== Exercise brief ==
Copy every one of the records below word for word, keeping their lines in the same order.

== Entries supplied ==
** Begin **

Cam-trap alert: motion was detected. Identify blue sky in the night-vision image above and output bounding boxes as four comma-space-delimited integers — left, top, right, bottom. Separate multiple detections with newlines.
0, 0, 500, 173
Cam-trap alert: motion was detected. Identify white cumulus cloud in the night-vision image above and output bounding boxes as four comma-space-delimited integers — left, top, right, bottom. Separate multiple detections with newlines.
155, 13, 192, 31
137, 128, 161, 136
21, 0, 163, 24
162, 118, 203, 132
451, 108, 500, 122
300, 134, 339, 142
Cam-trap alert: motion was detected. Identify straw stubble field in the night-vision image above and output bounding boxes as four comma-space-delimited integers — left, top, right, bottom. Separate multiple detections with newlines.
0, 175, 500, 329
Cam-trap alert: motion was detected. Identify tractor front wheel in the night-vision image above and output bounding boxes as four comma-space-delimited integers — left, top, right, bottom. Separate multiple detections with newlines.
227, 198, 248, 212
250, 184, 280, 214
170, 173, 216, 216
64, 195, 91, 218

** End **

== Solved problem ==
Cam-trap alert: motion was detected. Identify blue sky in the night-vision image above and output bounding boxes as four comma-space-delimited integers — left, top, right, bottom. Separate multiple detections with newlines.
0, 0, 500, 173
Cam-trap alert: motion was detected. Identify white cumulus cloud in the night-vision image above and output bounding boxes as four comma-space-delimited integers — left, top, right, bottom. Separate multiple detections with newlines.
155, 13, 192, 31
137, 128, 161, 136
21, 0, 163, 24
162, 118, 203, 132
451, 108, 500, 122
300, 134, 339, 142
Cam-trap alert: motion was detected. Identify straw stubble field in the night-vision image above and output bounding boxes as four comma-space-delimited integers — left, top, right, bottom. Separate multiple detections with newlines.
0, 175, 500, 329
Cam-trap alert: motion was detected. Identify tractor front wheel in the night-vision image above and output bounding boxes as four comma-space-delimited integers — left, top, right, bottom. Separate multiple detections with newlines.
227, 198, 248, 212
250, 184, 280, 214
170, 173, 216, 216
64, 195, 91, 218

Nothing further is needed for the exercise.